>>>

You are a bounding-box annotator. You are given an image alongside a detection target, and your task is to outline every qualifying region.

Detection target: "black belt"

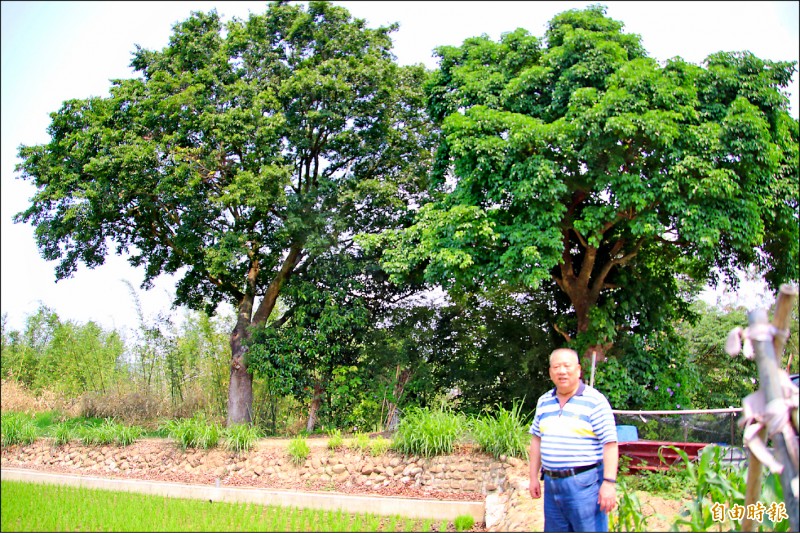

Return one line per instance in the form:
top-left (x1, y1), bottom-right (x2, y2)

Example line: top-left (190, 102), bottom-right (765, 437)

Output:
top-left (542, 462), bottom-right (600, 479)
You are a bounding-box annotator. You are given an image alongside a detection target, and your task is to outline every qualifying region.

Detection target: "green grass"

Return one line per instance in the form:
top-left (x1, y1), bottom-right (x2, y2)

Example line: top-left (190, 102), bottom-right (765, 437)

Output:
top-left (0, 481), bottom-right (447, 531)
top-left (392, 407), bottom-right (467, 457)
top-left (470, 400), bottom-right (531, 459)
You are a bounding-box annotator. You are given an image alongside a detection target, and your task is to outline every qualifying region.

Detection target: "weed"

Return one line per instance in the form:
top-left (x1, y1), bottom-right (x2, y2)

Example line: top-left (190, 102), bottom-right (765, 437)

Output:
top-left (163, 412), bottom-right (222, 450)
top-left (470, 399), bottom-right (531, 458)
top-left (328, 429), bottom-right (344, 450)
top-left (0, 412), bottom-right (39, 447)
top-left (453, 514), bottom-right (475, 531)
top-left (369, 437), bottom-right (392, 457)
top-left (286, 435), bottom-right (311, 466)
top-left (223, 424), bottom-right (261, 453)
top-left (393, 407), bottom-right (467, 457)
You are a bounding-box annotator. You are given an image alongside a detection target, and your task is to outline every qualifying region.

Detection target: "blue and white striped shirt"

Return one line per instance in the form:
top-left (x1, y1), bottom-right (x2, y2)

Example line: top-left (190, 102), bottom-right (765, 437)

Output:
top-left (530, 382), bottom-right (617, 470)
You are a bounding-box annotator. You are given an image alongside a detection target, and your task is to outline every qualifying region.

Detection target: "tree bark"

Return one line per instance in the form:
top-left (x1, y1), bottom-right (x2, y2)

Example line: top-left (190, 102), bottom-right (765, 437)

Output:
top-left (384, 366), bottom-right (411, 431)
top-left (228, 355), bottom-right (253, 427)
top-left (306, 383), bottom-right (325, 433)
top-left (227, 244), bottom-right (303, 426)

<<<

## What you will do
Can you scale the records from the start through the line that contains "top-left (542, 462), bottom-right (600, 479)" by rewriting every line, the text before each answer included, with each box coordinate in the answers multiplied by 0.7 and rounded to a whole number, halves rounded up? Give only those lines, and leave the pictures out.

## Written response
You are a bounding-box annotator. You are given an image alongside a detection target, and your task is to outline every qualifying region.

Detection target: "black belt"


Return one line per instance in the form:
top-left (x1, y1), bottom-right (x2, y2)

Example line: top-left (190, 102), bottom-right (765, 437)

Output:
top-left (379, 323), bottom-right (420, 335)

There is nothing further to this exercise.